### EXERCISE
As you restate the entries, keep every word intact and leave out whatever images they hold.
START DATA FOR THIS EXERCISE
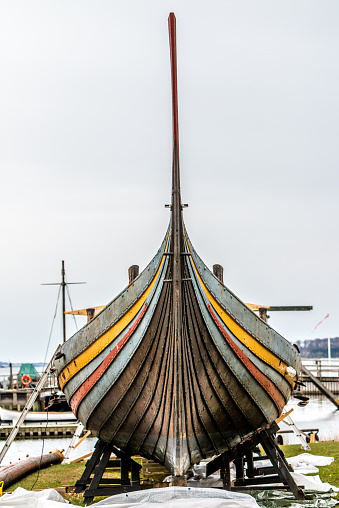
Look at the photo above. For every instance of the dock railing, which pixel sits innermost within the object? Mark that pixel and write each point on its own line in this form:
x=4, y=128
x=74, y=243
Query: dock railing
x=322, y=367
END DATA FOR THIS EXERCISE
### EXERCISE OUTPUT
Look at the photo above. For every instance of the dock railing, which pixel sits innermost within the object? Mark that pixel and write each point on its own line in this form:
x=4, y=128
x=74, y=243
Query: dock railing
x=322, y=367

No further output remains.